▶ **Data to use**:
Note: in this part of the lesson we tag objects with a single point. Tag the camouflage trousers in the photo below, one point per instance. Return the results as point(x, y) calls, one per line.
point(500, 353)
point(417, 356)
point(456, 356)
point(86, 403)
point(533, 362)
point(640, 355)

▶ **Job**: Put the rows above into a Markdown table with the columns No. and Line, numbering each row and leaving out blank lines.

▶ **Written reply**:
| No. | Line |
|---|---|
| 1 | Note: in this part of the lesson we tag objects with a single point. Tag the camouflage trousers in the photo below, one point per instance. Return the results as point(x, y) calls, one per line. |
| 2 | point(500, 353) |
| 3 | point(417, 356) |
| 4 | point(456, 356) |
| 5 | point(86, 403) |
| 6 | point(533, 362) |
| 7 | point(640, 355) |